▸ DO THIS:
Transcribe only the part of the listing below that begins at the line containing "Where can you spot the wooden fence" and runs to its final line, keeping both ends.

▸ ENTRIES SUPPLIED:
*-*-*

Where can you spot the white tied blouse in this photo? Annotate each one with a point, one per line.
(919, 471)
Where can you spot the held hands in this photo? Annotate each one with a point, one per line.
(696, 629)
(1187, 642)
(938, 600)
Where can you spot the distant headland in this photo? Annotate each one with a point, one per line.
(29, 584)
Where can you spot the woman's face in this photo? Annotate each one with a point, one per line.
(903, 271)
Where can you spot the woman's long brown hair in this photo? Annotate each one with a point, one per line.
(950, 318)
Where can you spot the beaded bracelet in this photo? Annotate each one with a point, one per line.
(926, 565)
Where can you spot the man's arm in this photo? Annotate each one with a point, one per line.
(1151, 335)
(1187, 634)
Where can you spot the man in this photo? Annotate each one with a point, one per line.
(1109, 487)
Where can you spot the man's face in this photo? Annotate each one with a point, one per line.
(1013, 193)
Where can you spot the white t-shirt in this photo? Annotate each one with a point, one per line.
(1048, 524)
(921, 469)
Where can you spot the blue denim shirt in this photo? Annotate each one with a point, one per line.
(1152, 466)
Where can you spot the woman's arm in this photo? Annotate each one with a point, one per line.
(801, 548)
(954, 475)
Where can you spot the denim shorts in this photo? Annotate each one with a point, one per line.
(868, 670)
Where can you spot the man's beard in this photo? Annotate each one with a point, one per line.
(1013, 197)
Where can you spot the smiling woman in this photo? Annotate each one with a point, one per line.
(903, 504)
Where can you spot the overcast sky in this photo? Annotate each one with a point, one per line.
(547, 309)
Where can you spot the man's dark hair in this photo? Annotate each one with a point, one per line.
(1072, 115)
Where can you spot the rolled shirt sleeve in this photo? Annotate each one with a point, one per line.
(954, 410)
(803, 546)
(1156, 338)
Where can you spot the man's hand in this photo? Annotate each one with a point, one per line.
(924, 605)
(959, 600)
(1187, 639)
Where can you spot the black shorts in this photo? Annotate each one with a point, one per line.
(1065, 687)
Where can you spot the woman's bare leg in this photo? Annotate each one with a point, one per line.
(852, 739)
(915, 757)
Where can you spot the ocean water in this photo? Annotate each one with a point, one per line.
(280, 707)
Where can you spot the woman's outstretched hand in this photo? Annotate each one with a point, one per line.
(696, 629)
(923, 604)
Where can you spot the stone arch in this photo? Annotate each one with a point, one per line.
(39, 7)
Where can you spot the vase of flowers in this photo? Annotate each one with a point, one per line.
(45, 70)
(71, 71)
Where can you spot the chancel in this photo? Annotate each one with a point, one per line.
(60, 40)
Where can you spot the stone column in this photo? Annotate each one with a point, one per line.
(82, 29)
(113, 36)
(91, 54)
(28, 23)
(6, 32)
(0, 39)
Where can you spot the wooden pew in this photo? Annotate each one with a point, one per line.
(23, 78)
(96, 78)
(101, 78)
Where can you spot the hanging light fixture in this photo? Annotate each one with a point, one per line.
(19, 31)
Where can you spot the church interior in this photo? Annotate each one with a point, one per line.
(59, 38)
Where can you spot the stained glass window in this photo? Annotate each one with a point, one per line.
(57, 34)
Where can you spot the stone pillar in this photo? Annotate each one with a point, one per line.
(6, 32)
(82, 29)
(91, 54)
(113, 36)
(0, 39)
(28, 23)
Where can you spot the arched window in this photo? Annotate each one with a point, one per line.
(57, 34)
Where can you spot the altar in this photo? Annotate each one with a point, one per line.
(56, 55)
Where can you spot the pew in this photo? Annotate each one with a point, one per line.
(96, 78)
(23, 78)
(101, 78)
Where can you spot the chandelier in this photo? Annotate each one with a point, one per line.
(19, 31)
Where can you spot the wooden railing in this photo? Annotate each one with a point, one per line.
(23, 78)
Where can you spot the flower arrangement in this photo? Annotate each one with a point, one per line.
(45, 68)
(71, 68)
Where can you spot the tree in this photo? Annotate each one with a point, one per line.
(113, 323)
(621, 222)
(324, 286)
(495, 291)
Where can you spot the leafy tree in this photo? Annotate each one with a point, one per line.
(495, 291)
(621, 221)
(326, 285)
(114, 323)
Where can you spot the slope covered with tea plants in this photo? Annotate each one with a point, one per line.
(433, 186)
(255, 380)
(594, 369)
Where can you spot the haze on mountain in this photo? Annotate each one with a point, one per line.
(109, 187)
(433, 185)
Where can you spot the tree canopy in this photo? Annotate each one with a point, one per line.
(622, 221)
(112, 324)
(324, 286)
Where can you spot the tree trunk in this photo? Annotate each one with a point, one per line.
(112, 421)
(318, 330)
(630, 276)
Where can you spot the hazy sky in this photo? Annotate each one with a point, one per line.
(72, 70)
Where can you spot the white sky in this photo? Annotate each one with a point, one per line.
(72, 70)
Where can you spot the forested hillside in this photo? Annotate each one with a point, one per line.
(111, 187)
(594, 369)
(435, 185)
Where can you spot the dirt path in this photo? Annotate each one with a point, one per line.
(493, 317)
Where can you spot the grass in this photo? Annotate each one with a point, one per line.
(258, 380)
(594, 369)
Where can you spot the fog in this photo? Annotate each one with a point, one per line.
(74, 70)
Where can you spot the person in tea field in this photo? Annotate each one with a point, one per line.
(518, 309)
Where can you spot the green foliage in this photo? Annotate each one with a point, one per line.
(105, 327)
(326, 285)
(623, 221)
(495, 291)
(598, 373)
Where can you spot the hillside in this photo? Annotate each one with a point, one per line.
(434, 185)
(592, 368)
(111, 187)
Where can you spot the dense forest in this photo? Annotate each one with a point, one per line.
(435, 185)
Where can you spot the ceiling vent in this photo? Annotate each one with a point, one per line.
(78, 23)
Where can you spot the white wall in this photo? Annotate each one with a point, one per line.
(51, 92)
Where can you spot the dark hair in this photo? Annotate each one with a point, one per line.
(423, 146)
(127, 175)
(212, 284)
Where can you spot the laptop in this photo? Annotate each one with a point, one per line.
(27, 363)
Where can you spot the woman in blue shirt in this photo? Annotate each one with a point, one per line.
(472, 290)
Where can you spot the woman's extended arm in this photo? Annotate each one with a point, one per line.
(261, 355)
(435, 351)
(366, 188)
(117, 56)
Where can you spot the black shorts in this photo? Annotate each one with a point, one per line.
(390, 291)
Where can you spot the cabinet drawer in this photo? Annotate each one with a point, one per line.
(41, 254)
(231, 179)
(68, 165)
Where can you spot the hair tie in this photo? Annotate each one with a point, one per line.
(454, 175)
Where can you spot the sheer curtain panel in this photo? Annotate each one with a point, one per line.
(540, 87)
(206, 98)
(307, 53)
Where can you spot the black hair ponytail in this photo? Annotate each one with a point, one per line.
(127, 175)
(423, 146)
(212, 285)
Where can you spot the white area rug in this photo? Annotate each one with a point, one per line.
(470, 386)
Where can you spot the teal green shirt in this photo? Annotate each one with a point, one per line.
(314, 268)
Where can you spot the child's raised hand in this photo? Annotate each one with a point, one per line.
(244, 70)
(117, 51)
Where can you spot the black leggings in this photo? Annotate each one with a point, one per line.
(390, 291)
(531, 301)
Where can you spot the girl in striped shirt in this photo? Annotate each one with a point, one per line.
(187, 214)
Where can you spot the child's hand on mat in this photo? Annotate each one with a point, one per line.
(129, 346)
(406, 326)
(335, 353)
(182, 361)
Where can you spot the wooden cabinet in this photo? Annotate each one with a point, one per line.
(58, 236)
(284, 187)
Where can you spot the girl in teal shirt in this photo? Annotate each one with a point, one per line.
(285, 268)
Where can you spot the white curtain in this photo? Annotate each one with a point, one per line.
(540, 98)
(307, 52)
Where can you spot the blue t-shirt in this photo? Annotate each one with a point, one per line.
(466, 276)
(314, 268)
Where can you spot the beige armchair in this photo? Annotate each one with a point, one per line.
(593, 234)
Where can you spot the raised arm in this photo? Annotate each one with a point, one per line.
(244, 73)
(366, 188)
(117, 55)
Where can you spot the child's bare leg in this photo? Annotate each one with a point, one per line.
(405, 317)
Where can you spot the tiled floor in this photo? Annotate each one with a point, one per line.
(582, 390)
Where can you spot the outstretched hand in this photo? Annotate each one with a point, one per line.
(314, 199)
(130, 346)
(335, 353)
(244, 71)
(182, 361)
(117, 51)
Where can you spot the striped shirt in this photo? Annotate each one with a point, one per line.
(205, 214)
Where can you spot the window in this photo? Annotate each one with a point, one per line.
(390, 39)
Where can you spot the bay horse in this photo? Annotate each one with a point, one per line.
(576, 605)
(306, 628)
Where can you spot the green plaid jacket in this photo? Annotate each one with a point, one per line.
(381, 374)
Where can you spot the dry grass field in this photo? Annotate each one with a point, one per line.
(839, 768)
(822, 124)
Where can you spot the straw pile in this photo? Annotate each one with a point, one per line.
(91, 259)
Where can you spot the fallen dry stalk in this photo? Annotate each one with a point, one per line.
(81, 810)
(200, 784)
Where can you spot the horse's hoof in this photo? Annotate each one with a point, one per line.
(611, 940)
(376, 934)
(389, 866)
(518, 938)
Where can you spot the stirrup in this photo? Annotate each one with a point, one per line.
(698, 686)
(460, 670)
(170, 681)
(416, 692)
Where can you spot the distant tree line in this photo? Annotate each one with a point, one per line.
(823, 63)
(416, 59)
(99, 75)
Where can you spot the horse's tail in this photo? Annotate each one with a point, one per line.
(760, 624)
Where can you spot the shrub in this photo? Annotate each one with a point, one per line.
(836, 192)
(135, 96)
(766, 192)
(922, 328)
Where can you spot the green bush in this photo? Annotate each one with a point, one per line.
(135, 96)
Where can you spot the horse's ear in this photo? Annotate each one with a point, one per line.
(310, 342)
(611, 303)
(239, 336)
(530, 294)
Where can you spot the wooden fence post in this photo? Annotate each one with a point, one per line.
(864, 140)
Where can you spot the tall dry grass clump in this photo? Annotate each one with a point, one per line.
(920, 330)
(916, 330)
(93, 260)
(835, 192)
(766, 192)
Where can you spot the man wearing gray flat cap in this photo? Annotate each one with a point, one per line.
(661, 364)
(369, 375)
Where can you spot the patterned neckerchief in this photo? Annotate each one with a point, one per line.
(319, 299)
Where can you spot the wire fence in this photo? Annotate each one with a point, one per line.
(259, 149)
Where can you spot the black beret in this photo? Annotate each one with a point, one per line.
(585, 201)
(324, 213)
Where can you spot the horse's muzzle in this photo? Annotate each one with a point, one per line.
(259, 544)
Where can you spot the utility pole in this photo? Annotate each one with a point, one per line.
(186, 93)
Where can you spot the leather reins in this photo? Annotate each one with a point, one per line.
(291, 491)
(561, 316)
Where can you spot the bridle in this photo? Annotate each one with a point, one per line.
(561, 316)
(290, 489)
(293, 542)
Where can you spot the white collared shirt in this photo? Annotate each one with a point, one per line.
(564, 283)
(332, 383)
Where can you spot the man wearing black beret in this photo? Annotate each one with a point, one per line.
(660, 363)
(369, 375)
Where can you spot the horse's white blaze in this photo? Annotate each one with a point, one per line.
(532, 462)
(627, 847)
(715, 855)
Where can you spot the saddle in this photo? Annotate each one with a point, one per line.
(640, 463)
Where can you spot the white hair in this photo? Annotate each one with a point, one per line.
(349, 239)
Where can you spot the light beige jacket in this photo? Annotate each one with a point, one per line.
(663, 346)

*-*-*

▸ WRITTEN ANSWER:
Where can you spot the wooden fence post in this photo? Annotate each one with a point, one per line.
(864, 140)
Where can you spot the tall dry grass clump in this photo? Annotate each one with a point, one per line.
(920, 330)
(916, 330)
(93, 260)
(835, 192)
(766, 192)
Where can you spot the man wearing gray flat cap in this photo? Annotate each one with a point, one per line.
(661, 364)
(369, 375)
Where can you spot the patterned neckerchief in this photo? Annotate each one with a point, one per line.
(319, 299)
Where can you spot the wire fence in this photo? Annotate each one with a point, one per line.
(259, 149)
Where can you spot the black beret in this photo? Annotate each one with a point, one per line.
(585, 201)
(324, 213)
Where can you spot the horse's muzzle in this photo? Annotate each one with a point, one per line.
(259, 544)
Where can you spot the utility pole in this photo? Annotate each one with a point, one per line.
(186, 93)
Where can you spot the leather reins in this photo? Annotate each one with a point, one per line.
(291, 491)
(561, 316)
Where can you spot the bridle in this photo? Annotate each one with a point, one per line.
(561, 316)
(290, 489)
(293, 542)
Where can you spot the white collared shirt in this photo? Annotate each one with a point, one per line.
(564, 283)
(332, 383)
Where can you spot the man wearing black beret in this photo? Annotate each one with a point, one per line.
(660, 363)
(369, 375)
Where can you spot the horse's white blaze in this photo? Annotate each one with a point, one per line.
(532, 462)
(627, 847)
(715, 855)
Where can you spot the saddle in this photo? Annotate each one with a point, one per line.
(640, 463)
Where can you spot the white hair in this photo? Annotate each one with a point, one per line.
(349, 239)
Where can you spot the light beige jacket in this photo? Annotate each one with a point, one per line.
(663, 346)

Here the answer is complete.